**Given exercise**:
How many lines in the records below contain the string "pixel"? Case counts, so match capitalization exactly, and reply with the number alone.

**Given information**:
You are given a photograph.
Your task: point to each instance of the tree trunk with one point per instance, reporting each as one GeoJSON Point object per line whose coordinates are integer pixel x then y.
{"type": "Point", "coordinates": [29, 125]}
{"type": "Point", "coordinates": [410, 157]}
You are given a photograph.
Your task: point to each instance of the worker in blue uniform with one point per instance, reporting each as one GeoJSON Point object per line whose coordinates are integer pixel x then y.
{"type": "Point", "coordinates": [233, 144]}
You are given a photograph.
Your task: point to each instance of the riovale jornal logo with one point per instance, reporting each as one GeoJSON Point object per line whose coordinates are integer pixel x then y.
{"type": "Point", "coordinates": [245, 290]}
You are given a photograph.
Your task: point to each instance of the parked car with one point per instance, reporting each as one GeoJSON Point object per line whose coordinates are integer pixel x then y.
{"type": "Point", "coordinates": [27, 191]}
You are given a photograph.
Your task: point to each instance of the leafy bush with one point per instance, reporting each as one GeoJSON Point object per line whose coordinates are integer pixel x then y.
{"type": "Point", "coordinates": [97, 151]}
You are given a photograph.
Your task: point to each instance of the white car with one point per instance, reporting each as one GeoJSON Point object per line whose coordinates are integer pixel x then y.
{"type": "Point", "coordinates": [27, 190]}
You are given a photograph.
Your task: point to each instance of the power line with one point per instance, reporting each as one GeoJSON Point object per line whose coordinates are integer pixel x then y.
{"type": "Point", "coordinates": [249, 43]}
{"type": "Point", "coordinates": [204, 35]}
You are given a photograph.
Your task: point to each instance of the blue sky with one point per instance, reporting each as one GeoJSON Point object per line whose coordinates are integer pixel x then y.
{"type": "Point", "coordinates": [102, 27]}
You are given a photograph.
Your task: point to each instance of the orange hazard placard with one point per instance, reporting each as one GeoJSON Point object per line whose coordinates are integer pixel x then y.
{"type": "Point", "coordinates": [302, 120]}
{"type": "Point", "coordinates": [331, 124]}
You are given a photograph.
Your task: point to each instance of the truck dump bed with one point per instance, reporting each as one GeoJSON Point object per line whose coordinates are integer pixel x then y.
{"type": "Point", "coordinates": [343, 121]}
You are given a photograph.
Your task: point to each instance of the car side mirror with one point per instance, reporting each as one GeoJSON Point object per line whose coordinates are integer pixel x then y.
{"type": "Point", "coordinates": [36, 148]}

**Task answer**:
11